_Excerpted data_.
[BEGIN]
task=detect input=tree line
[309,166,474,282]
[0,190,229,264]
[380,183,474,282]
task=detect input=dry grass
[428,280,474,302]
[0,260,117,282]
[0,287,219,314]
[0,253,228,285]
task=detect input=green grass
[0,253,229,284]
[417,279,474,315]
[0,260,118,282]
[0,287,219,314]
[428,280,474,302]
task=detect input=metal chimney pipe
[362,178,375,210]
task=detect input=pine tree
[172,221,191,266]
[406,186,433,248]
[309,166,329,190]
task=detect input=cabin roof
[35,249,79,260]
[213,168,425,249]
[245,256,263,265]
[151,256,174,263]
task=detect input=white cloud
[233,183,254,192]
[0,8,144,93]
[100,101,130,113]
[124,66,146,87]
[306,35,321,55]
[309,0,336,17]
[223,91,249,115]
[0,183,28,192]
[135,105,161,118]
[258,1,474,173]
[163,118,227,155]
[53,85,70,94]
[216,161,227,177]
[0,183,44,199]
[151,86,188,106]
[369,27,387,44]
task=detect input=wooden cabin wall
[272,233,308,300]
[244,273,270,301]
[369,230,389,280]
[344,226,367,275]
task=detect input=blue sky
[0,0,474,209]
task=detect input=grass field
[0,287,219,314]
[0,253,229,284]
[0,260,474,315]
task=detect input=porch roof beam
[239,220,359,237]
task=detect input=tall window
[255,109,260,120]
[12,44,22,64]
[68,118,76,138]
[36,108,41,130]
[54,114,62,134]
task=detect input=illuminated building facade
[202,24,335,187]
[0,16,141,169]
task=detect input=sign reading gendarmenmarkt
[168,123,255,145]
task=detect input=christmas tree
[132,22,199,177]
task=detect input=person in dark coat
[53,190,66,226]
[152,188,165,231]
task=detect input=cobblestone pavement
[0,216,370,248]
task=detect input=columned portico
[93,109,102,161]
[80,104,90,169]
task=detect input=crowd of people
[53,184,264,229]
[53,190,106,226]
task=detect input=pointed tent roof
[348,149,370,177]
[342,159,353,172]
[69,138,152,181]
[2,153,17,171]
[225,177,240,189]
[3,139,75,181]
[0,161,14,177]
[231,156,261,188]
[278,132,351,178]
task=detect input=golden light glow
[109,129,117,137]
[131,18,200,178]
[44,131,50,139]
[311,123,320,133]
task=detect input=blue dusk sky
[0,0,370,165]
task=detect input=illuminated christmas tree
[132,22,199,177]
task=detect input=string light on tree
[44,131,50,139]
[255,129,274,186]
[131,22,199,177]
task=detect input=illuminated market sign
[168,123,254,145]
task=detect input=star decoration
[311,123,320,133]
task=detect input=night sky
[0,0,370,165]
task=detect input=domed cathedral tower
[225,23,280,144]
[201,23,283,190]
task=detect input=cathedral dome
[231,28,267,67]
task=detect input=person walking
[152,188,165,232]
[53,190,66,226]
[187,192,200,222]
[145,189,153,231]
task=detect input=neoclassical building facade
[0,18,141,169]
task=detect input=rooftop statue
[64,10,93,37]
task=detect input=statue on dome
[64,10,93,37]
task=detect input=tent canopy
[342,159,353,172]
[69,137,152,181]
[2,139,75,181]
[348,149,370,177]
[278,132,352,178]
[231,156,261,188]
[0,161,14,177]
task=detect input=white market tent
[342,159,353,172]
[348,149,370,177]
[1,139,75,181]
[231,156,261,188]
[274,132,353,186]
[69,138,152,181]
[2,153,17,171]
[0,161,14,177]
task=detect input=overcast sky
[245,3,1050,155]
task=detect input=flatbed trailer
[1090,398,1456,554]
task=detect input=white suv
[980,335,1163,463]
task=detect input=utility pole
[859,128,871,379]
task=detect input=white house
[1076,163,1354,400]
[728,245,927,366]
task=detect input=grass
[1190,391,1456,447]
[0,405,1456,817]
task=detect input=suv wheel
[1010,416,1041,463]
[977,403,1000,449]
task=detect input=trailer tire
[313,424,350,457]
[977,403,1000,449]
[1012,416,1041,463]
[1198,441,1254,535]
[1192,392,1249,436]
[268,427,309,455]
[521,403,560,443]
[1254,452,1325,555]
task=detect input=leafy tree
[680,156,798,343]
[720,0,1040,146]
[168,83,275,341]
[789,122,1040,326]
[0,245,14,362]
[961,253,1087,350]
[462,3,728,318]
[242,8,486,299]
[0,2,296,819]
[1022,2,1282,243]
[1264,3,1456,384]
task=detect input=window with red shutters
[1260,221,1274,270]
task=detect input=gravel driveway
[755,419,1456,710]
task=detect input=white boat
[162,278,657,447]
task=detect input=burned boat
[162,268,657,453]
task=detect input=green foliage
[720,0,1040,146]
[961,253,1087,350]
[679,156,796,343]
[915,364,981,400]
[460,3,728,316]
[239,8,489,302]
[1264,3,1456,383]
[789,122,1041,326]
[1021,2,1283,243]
[END]
_Work required_.
Rewrite every line of the records above as a numbered list, leaving out any blank lines.

_Task output_.
1. task=detect input=tree line
2. [309,166,474,282]
3. [0,190,229,264]
4. [380,183,474,282]
5. task=detect input=dry grass
6. [428,280,474,302]
7. [0,260,117,282]
8. [0,287,219,314]
9. [0,253,228,285]
10. task=detect input=green grass
11. [0,253,229,284]
12. [417,279,474,315]
13. [0,260,118,282]
14. [0,287,219,314]
15. [428,280,474,302]
16. task=detect input=metal chimney pipe
17. [362,178,375,210]
18. task=detect input=pine tree
19. [172,221,191,266]
20. [406,186,433,248]
21. [309,166,329,190]
22. task=detect input=cabin roof
23. [35,249,79,260]
24. [213,168,425,249]
25. [245,256,263,265]
26. [151,256,174,263]
27. task=detect input=white cloud
28. [233,183,254,192]
29. [0,8,144,93]
30. [100,101,130,113]
31. [124,66,146,87]
32. [306,35,321,55]
33. [309,0,336,17]
34. [223,91,249,115]
35. [0,183,28,192]
36. [135,105,161,118]
37. [258,1,474,173]
38. [163,118,227,155]
39. [53,85,70,94]
40. [216,161,227,177]
41. [0,183,44,199]
42. [151,86,188,106]
43. [369,27,387,44]
44. task=detect input=wooden cabin wall
45. [272,233,308,300]
46. [244,273,270,301]
47. [369,230,389,280]
48. [344,226,367,275]
49. task=detect input=blue sky
50. [0,0,474,209]
51. task=detect input=grass field
52. [0,287,219,314]
53. [0,253,229,284]
54. [0,260,474,315]
55. task=detect input=porch roof beam
56. [239,220,359,237]
57. task=detect input=tall window
58. [255,109,260,120]
59. [12,44,22,64]
60. [68,118,76,138]
61. [36,108,41,130]
62. [54,114,62,134]
63. task=detect input=illuminated building facade
64. [202,24,335,187]
65. [0,16,141,169]
66. task=detect input=sign reading gendarmenmarkt
67. [168,123,255,145]
68. task=detect input=christmas tree
69. [132,22,199,177]
70. task=detect input=person in dark coat
71. [53,190,66,226]
72. [152,188,165,231]
73. task=detect input=cobblestone pavement
74. [0,216,370,248]
75. task=detect input=columned portico
76. [93,109,102,161]
77. [80,104,90,169]
78. task=detect input=crowd of people
79. [53,184,264,229]
80. [53,190,106,226]
81. task=detect input=pointed tent roof
82. [348,149,370,177]
83. [342,159,353,172]
84. [69,138,152,181]
85. [2,153,17,171]
86. [225,177,240,189]
87. [3,139,75,181]
88. [0,161,14,177]
89. [231,156,261,188]
90. [278,132,351,178]
91. task=detect input=golden light glow
92. [109,129,117,137]
93. [131,18,200,178]
94. [44,131,50,139]
95. [311,123,320,133]
96. task=detect input=blue dusk sky
97. [0,0,370,165]
98. task=detect input=illuminated christmas tree
99. [132,22,199,177]
100. task=detect input=string light on tree
101. [44,131,50,139]
102. [255,129,274,186]
103. [131,22,199,177]
104. task=detect input=illuminated market sign
105. [168,123,254,145]
106. task=detect input=star decoration
107. [311,123,320,133]
108. task=detect input=night sky
109. [0,0,370,165]
110. task=detect input=domed cathedral tower
111. [225,23,280,144]
112. [201,23,283,190]
113. task=detect input=cathedral dome
114. [231,28,267,67]
115. task=detect input=person walking
116. [152,188,165,232]
117. [53,190,66,226]
118. [187,192,200,222]
119. [145,189,153,231]
120. task=detect input=neoclassical building facade
121. [0,18,141,169]
122. task=detect input=rooftop statue
123. [64,10,93,37]
124. task=detect input=statue on dome
125. [64,10,93,37]
126. task=detect input=tent canopy
127. [342,159,353,172]
128. [69,137,152,181]
129. [2,139,75,181]
130. [348,149,370,177]
131. [278,132,352,178]
132. [231,156,261,188]
133. [0,161,14,177]
134. task=detect input=white market tent
135. [342,159,353,172]
136. [348,149,370,177]
137. [1,139,75,181]
138. [231,156,261,188]
139. [274,132,353,186]
140. [69,138,152,181]
141. [2,153,17,171]
142. [0,161,14,177]
143. task=detect input=overcast sky
144. [245,3,1050,155]
145. task=detect input=flatbed trailer
146. [1090,398,1456,554]
147. task=detect input=white suv
148. [980,335,1163,463]
149. task=detect input=utility pole
150. [859,128,871,379]
151. task=detect input=white house
152. [1076,163,1354,400]
153. [728,245,927,366]
154. task=detect input=grass
155. [1190,391,1456,447]
156. [0,405,1456,817]
157. task=detect input=suv wheel
158. [1010,416,1041,463]
159. [977,403,1000,449]
160. task=detect input=trailer tire
161. [313,424,350,457]
162. [977,403,1000,449]
163. [1012,416,1041,463]
164. [1198,441,1254,535]
165. [1192,392,1249,436]
166. [268,427,309,455]
167. [521,403,560,443]
168. [1254,452,1325,555]
169. task=detect input=leafy tree
170. [680,156,798,343]
171. [720,0,1040,146]
172. [168,83,275,341]
173. [789,122,1040,326]
174. [0,245,14,362]
175. [961,253,1087,350]
176. [462,3,728,318]
177. [242,8,486,299]
178. [0,2,296,819]
179. [1022,2,1282,243]
180. [1264,3,1456,384]
181. task=detect input=window with red shutters
182. [1260,221,1274,270]
183. task=detect input=gravel driveway
184. [755,419,1456,710]
185. task=detect input=white boat
186. [162,278,657,447]
187. task=detect input=burned boat
188. [162,268,657,453]
189. task=detect input=green foliage
190. [720,0,1040,146]
191. [961,253,1087,350]
192. [679,156,796,343]
193. [915,364,981,400]
194. [460,3,728,316]
195. [239,8,489,302]
196. [1264,3,1456,383]
197. [789,122,1041,326]
198. [1021,2,1283,243]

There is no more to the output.